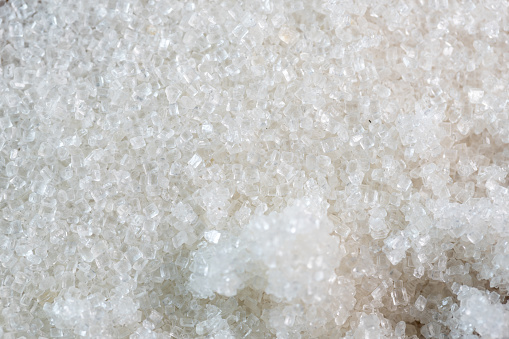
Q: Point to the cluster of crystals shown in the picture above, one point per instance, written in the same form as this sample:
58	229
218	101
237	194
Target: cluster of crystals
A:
261	168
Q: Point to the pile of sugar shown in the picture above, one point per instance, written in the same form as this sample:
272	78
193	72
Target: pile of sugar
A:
254	169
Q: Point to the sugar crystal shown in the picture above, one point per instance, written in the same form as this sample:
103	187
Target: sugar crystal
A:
284	169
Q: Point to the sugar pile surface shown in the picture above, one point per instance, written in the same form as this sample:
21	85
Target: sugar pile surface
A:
257	169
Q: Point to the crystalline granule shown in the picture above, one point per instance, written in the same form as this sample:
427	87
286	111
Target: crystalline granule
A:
288	35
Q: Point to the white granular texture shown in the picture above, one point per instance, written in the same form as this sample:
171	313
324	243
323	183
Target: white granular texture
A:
254	169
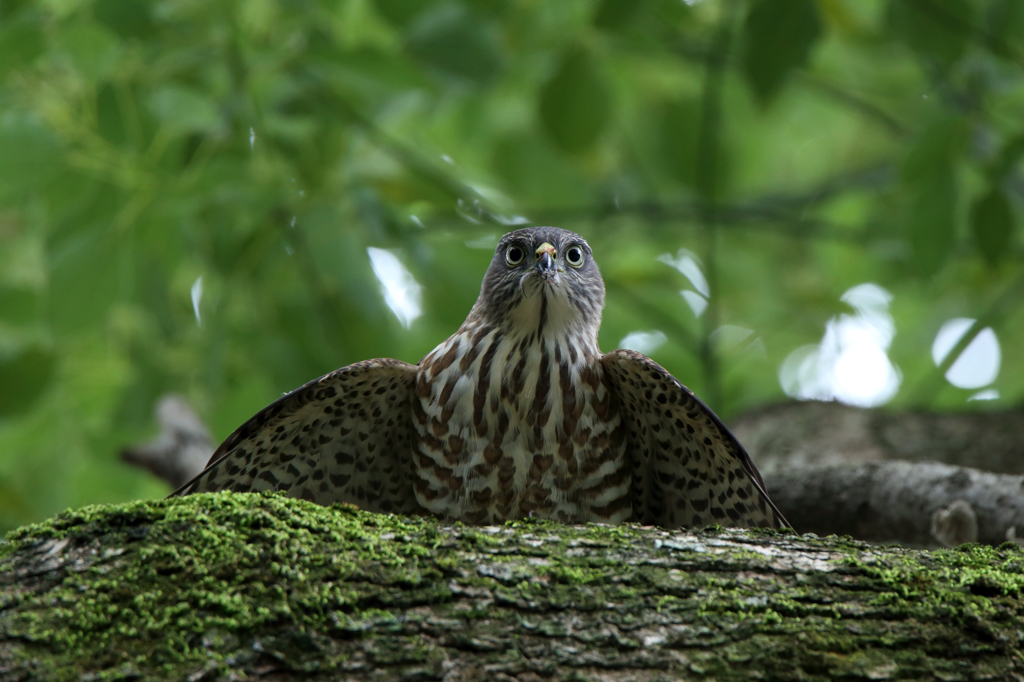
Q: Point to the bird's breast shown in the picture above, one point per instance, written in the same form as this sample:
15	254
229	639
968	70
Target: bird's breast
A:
513	426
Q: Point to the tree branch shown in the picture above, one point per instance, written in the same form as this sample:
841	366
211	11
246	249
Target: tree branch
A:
231	586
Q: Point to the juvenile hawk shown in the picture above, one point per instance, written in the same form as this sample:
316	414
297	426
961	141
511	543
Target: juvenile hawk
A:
517	414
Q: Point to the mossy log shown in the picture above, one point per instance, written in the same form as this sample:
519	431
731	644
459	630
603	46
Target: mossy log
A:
226	586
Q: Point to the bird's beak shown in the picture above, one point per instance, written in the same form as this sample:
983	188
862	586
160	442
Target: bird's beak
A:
546	255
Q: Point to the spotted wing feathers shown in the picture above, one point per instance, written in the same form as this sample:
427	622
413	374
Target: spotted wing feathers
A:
688	470
346	436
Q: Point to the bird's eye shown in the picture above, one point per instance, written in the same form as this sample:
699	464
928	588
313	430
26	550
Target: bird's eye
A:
514	255
573	256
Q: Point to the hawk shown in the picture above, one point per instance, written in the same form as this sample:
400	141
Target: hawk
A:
517	414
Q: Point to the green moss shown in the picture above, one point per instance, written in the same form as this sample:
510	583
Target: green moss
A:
187	584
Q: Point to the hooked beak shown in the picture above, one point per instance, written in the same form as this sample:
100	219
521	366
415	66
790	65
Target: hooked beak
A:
546	261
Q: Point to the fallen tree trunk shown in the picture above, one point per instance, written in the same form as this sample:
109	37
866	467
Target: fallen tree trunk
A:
219	587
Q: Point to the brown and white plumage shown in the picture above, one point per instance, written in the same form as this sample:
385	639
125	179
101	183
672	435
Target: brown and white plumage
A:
517	414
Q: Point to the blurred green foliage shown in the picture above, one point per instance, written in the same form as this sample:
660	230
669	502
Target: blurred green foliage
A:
798	147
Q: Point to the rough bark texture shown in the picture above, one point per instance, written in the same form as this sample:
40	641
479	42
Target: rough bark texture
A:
221	587
812	433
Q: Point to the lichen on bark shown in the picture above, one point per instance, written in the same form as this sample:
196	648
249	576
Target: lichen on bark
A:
223	586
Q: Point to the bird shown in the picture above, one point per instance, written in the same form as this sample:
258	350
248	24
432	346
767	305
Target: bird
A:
517	415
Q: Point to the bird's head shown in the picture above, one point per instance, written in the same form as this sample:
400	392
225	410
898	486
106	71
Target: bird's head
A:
543	280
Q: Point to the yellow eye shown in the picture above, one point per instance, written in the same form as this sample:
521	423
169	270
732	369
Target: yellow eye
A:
573	256
514	255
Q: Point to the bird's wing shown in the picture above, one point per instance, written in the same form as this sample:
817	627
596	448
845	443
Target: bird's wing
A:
688	470
347	436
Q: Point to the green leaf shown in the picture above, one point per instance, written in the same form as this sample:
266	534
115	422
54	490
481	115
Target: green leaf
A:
451	40
31	155
184	111
20	42
25	375
680	122
129	18
84	280
92	48
779	35
400	12
614	14
930	192
574	102
1006	22
939	29
992	225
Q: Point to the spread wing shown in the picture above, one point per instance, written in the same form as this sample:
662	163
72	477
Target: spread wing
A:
347	436
688	470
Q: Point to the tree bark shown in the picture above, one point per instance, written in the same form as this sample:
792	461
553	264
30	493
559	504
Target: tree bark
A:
227	586
811	433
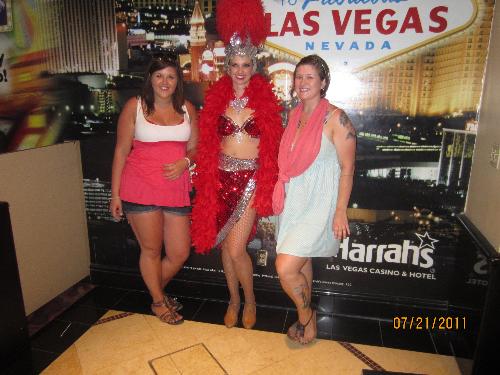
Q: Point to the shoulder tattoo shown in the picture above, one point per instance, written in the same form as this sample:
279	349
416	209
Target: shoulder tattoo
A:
347	124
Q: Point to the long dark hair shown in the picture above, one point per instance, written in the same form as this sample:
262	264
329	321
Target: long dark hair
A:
321	67
159	63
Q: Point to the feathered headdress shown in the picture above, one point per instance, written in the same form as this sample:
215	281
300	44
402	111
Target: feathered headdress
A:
241	24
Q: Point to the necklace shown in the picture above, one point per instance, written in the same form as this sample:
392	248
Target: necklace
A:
239	104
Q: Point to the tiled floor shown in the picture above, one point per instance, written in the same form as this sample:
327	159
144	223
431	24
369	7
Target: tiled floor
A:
74	337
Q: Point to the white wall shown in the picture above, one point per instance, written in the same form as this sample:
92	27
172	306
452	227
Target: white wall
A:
483	200
44	189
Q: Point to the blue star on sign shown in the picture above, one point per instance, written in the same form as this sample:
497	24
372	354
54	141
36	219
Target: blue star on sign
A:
426	240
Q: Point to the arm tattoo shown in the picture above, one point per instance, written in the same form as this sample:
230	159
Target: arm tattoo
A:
346	123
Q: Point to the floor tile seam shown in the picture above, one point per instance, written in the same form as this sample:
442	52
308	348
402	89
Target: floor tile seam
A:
47	351
186	348
111	318
361	356
198	309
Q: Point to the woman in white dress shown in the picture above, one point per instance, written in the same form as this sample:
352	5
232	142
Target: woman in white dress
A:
316	162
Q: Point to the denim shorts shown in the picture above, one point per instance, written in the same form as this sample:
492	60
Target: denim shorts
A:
136	208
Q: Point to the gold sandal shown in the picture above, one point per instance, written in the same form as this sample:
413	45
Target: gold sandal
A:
299	329
170	316
172	303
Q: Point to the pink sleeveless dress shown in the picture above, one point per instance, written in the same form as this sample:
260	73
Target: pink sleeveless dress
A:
154	146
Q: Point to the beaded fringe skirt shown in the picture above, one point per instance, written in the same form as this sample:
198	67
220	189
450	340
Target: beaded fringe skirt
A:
236	186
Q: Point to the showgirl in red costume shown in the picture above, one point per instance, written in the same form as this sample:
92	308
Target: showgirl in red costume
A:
240	130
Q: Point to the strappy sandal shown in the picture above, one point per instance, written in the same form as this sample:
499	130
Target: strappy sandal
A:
172	303
299	329
249	318
169	316
231	317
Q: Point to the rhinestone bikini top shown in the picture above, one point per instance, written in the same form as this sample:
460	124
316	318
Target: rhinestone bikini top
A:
228	127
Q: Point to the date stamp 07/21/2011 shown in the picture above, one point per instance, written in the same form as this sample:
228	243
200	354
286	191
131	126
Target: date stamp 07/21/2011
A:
440	323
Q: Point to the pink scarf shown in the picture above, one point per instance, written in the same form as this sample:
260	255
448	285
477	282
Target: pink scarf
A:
294	162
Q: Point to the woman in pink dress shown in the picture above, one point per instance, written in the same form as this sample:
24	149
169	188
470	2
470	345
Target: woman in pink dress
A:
156	143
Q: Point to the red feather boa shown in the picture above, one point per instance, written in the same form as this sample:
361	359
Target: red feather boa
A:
267	116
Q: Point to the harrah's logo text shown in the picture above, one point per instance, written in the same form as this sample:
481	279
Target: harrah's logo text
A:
420	256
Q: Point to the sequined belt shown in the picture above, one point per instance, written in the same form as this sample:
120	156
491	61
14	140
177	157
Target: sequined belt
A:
231	164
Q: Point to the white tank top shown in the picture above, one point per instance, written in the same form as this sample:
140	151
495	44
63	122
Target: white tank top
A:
146	131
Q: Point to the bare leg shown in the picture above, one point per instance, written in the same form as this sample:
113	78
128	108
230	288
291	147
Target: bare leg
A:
177	244
295	275
148	229
238	264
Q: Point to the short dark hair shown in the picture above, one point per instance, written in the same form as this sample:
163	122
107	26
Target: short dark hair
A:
321	67
160	62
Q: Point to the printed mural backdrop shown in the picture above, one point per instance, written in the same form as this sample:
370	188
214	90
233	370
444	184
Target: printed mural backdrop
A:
408	72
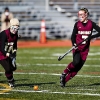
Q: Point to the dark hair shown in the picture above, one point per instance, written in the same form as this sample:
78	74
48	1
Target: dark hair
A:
6	8
85	9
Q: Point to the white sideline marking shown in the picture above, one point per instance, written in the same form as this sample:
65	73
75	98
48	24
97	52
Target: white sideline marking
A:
51	74
43	58
49	65
47	91
70	54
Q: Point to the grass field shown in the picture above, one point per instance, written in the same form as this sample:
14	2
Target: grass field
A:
39	66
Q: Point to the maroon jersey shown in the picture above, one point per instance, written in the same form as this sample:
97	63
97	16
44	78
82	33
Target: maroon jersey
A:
8	42
83	33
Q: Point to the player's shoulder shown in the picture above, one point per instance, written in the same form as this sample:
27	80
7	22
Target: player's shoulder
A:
2	33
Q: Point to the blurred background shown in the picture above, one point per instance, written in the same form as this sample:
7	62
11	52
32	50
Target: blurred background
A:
59	16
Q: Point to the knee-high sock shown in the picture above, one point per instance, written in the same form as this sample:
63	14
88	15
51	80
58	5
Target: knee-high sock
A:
70	76
69	68
9	75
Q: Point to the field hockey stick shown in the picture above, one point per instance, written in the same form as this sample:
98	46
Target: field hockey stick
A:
73	47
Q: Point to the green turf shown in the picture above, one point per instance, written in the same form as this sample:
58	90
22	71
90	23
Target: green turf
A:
38	66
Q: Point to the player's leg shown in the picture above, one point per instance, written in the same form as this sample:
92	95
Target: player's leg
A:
69	69
73	72
8	71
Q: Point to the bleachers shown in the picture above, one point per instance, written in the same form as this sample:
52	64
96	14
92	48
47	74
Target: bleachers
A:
59	22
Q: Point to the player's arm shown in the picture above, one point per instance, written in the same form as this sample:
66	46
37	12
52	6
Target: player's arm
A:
15	47
3	38
97	28
73	36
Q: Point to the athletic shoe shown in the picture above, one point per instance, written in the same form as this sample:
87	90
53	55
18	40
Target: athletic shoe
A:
62	80
11	83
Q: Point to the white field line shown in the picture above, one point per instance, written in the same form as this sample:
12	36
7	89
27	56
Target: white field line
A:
47	91
54	74
70	54
50	65
44	58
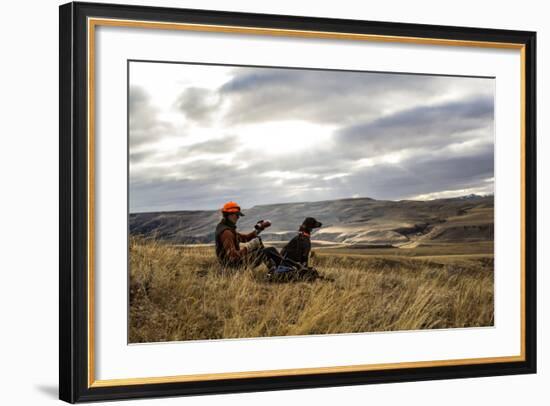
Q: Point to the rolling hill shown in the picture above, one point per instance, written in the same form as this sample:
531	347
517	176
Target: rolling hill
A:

#### WHAT TO WORK ON
Repeat nothing but the lines from the one containing "Q: Point to the maroon" through the end of the entries, exactly, and skip the pictures.

#### EXERCISE ANSWER
Q: Point to the maroon jersey shown in the picture above, one point per instance, written in the same form as this sample:
97	63
97	16
44	78
82	33
Target: maroon jersey
A:
8	42
83	33
Q: Point to the player's shoulder shown in the picture above, one point per instance, written in the same form as this sample:
27	80
7	22
Target: player's shoulder
A:
2	33
Q: Point to the blurred background shown in the picture above, one point per instance, written in the same form as this sample:
7	62
11	52
32	50
Target: blurred background
A:
59	16
Q: Point to the knee-high sock shown in the picture above, one point per instance, written in the same form as this sample:
63	14
88	15
51	80
58	5
Target: knee-high sock
A:
70	76
69	68
9	75
Q: Point to the field hockey stick shown in the picture above, one point per instance, written in the same form as this sample:
98	46
Target: field hockey stick
A:
73	47
Q: Point to the green turf shown in the picture above, one point per instance, written in the same form as this sample:
58	90
22	71
90	23
Target: green turf
A:
38	66
Q: Point to the player's leg shown in the picture above, one point per instance, written in the same form as this sample:
92	95
Target: player's leg
A:
69	69
73	72
8	71
Q: Point to the bleachers shown in the picture above, one point per instance, written in the same form as this sample:
52	64
96	14
92	48
47	74
Target: bleachers
A:
59	22
Q: Point to the player's arm shown in the picture above, one point per instance, written in the same form as this sample:
66	46
37	12
52	6
Target: player's arm
A:
15	47
3	38
97	28
73	36
Q: Point to the athletic shoe shown in the picture above, one point per instance, written in the same form as this sample:
87	90
53	55
18	40
Target: athletic shoe
A:
62	80
11	83
Q: Point to the white field line shown in the picture above, one point per instance, written in the same form as this sample:
12	36
7	89
27	56
Target: white field line
A:
47	91
54	74
70	54
50	65
44	58
Q: Point to the rolling hill shown in the picture above, one point per instance, written in the same form as this sample:
531	347
517	176
Target: rolling hill
A:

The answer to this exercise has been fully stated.